YOUR OBJECTIVE:
In the she-oak skink thread, which fruit appears in the quoted lizard recipe, and in what quantity?

TEXT BLOCK:

==========

# SheOak Skink



## Tassie97 (Apr 16, 2012)

hi i got two little beautiful baby sheoaks yesterday and they are so amazing! there are a a couple of pics^
heaps more to come  
they have such awesome personalities!
thankyou


----------



## GeckPhotographer (Apr 16, 2012)

The only reptile you own I'm jealous of.


----------



## snakeluvver (Apr 16, 2012)

Very nice, I love she oaks.


----------



## Tassie97 (Apr 16, 2012)

GeckPhotographer said:


> The only reptile you own I'm jealous of.


 arent you jealous of my occelated skinks?


----------



## Icarus (Apr 16, 2012)

cuties! they're so tiny!


----------



## snakeluvver (Apr 16, 2012)

Tassie97 said:


> arent you jealous of my occelated skinks?


He's jealous of your blueys. We all know how much Stephen LOVES blueys.


----------



## GeckPhotographer (Apr 16, 2012)

No. Ocellated skinks are cool but not jealousy worthy.


----------



## Tassie97 (Apr 16, 2012)

lol ok haha these are my faves so far  they have awesome personalities


----------



## warren63 (Apr 16, 2012)

Very nice. What are feeding them at that size ??


----------



## Tassie97 (Apr 17, 2012)

> "Thought I'd best add something to this post as I was the one who suggested it in the first place and it's been sitting idle ever since.





> Here's a recipe for lizards similar to one I saw on Aussie pythons a few years ago. Blueys love it, as do she-oaks & whites and pretty well any other skink.
> 
> 2 x punnets of strawberries
> Reptile multi vitamin powder
> ...


----------



## warren63 (Apr 17, 2012)

thanks Tassie for sharing that


----------



## Tassie97 (Apr 18, 2012)

no prob I made up some last night with a few different ingredients and they sheoaks and blueys loved it!


----------



## Tassie97 (May 2, 2012)

==========

Pointing and labeling records:
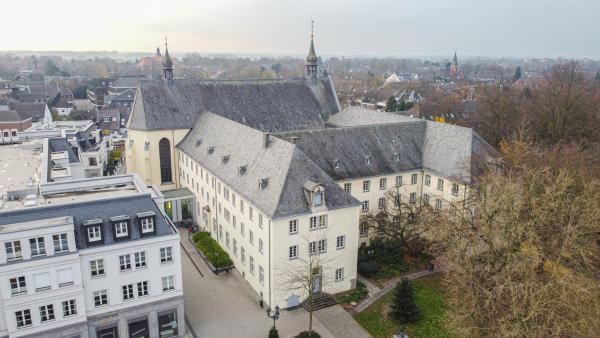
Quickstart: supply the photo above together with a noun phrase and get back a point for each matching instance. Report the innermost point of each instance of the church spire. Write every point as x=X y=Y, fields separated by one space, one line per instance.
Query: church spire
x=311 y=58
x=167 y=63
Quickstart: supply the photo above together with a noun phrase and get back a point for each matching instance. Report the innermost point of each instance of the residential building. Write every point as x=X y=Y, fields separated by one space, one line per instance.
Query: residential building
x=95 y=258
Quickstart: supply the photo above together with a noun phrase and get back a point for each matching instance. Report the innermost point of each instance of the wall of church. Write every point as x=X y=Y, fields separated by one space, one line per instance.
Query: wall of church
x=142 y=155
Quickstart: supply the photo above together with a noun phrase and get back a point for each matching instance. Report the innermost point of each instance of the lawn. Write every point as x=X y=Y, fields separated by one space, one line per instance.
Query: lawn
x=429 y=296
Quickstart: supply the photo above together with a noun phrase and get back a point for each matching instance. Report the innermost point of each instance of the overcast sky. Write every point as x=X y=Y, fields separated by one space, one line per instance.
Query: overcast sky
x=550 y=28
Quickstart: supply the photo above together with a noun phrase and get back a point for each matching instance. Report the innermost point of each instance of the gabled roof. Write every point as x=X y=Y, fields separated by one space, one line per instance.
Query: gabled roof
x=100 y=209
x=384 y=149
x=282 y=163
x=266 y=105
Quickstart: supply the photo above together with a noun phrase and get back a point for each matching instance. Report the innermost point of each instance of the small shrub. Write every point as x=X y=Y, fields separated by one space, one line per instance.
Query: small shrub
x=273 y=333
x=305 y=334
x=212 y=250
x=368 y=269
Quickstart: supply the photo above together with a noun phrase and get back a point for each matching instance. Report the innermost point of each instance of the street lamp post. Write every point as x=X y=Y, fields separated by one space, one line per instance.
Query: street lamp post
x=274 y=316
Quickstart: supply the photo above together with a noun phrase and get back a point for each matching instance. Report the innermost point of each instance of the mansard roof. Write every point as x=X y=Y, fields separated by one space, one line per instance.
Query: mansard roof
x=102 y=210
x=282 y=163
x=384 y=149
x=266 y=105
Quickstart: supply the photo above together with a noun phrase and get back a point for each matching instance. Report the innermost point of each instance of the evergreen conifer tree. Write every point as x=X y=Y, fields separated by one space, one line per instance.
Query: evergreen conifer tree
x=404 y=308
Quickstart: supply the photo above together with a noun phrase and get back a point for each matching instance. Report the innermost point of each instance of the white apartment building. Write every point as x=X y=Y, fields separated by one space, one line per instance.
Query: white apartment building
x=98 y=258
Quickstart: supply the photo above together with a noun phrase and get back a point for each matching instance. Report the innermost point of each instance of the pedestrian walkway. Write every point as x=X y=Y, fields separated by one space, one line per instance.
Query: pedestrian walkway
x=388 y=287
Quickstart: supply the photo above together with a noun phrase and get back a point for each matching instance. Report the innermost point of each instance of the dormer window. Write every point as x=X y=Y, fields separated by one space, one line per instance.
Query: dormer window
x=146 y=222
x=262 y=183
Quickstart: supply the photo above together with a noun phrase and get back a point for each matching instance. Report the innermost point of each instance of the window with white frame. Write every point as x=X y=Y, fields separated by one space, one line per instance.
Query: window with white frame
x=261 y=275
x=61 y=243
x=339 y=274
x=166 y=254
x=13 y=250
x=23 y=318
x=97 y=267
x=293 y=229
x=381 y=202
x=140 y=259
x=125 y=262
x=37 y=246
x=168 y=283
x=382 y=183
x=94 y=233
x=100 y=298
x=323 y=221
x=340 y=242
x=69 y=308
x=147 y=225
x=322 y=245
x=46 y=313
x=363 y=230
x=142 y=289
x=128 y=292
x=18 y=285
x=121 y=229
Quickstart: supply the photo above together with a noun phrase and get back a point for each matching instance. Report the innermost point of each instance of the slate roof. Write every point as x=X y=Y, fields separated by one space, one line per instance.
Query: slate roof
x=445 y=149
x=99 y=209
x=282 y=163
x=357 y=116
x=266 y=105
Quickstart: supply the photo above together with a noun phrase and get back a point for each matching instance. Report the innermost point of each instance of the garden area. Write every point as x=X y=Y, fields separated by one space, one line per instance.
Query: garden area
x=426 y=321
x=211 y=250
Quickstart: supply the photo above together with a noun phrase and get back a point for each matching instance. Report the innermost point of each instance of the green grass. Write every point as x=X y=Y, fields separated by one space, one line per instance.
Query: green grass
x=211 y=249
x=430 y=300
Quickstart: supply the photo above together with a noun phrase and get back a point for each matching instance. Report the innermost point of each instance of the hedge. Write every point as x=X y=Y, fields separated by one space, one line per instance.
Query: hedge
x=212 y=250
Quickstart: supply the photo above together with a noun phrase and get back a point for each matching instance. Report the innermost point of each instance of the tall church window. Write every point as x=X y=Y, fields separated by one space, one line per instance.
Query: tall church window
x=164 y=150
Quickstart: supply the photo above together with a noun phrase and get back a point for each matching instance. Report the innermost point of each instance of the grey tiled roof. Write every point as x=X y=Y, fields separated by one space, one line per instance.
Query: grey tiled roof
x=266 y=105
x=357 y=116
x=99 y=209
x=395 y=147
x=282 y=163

==========

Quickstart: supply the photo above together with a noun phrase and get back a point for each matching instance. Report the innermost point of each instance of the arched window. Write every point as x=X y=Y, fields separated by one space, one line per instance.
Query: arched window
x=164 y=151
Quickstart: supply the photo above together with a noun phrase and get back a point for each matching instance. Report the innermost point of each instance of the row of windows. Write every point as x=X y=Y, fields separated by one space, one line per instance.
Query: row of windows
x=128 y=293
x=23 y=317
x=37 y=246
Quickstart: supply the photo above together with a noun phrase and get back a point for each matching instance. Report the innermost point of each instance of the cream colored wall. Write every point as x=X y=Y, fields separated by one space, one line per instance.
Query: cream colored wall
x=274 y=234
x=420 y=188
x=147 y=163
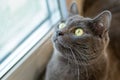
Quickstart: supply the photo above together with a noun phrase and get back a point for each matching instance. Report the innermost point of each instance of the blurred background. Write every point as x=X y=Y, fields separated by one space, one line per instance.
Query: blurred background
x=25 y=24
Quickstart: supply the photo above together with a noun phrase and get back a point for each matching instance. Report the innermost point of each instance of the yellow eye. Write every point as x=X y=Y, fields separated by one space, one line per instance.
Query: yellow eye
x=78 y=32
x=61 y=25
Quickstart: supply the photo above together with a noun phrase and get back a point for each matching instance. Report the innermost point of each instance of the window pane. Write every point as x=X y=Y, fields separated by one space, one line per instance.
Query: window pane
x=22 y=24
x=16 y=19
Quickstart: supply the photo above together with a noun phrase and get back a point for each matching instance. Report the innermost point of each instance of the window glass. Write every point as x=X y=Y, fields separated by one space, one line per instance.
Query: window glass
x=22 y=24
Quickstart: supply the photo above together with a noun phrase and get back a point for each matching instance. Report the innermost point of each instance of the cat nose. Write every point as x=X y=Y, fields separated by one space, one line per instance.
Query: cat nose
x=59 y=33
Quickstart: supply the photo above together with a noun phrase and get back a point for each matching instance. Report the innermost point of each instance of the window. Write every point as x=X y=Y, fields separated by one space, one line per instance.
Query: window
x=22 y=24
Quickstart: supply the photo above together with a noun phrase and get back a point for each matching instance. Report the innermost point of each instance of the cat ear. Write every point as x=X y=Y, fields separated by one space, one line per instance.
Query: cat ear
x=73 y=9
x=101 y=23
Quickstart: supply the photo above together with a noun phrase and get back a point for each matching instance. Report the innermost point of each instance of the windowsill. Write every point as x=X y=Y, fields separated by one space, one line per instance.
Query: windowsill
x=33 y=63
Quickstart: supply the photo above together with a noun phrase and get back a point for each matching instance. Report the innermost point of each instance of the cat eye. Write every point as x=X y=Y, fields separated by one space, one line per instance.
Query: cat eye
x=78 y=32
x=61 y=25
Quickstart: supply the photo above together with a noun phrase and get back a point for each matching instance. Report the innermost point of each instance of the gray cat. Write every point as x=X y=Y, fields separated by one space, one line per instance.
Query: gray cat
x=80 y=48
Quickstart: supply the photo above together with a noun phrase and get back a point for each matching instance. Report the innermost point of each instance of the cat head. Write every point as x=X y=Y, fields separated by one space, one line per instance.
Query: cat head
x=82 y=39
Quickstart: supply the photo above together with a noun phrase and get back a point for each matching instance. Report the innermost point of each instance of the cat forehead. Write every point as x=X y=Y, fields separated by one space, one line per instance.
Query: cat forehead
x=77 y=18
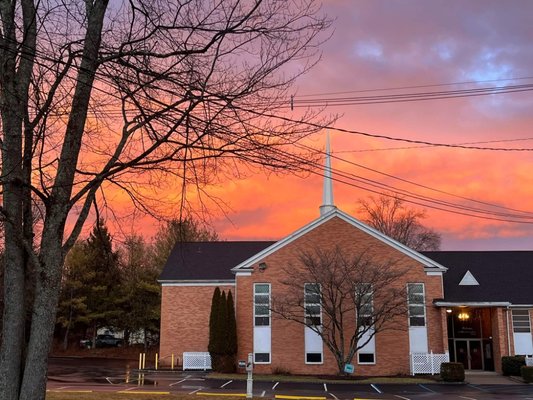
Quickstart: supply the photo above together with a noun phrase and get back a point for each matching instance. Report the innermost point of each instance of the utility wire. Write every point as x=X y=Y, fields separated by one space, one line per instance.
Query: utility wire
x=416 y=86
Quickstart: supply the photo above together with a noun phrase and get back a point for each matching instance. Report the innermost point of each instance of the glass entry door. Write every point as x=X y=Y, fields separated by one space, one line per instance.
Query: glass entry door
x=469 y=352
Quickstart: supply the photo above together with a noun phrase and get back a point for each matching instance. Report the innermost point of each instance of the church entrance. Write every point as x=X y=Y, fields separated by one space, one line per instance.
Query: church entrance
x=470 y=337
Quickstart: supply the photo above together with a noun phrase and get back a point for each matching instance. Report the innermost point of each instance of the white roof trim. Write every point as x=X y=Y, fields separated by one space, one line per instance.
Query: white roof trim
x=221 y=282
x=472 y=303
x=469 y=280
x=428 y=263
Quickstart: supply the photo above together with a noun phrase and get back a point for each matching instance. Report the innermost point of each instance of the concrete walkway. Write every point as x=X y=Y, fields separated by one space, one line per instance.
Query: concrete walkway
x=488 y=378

==========

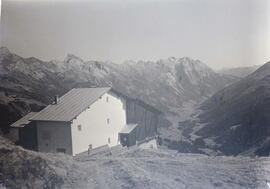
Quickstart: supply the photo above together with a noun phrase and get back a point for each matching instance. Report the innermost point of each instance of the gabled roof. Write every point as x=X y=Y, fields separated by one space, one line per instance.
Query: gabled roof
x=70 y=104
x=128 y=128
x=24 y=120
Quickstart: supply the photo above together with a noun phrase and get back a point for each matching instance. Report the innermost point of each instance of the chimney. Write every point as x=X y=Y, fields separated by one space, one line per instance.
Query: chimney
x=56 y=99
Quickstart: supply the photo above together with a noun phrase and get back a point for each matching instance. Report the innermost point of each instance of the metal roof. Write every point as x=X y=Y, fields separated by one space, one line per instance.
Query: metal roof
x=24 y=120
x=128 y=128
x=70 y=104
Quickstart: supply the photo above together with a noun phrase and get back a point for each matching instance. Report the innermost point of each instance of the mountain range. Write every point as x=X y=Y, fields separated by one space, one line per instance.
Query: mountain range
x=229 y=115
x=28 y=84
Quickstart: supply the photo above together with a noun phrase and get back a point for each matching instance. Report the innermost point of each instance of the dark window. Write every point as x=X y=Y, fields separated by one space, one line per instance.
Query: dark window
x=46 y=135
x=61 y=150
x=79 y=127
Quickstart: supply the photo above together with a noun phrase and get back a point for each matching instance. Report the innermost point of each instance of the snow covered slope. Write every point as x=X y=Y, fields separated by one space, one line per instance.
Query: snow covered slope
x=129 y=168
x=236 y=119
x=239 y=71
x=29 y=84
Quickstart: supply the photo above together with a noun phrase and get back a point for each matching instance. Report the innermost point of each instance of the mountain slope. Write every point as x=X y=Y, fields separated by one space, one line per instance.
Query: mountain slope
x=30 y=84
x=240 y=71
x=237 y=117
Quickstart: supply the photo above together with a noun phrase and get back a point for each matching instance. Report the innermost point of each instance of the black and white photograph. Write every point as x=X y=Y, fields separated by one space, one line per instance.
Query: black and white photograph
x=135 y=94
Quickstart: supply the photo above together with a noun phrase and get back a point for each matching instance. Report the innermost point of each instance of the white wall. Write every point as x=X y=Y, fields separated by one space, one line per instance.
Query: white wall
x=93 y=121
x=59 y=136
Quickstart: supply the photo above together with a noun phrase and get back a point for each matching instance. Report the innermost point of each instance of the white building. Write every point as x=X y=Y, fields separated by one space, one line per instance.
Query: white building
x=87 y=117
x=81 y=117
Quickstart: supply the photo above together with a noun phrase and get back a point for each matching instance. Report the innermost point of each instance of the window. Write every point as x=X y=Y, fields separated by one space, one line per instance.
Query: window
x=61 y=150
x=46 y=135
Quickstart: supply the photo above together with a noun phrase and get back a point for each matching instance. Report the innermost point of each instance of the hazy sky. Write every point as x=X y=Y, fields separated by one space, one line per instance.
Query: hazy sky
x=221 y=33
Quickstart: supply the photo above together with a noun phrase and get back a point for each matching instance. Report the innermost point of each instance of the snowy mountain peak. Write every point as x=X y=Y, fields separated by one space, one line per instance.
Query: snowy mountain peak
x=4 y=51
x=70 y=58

==========

SOLUTION TO THE PROBLEM:
Two punnets of strawberries.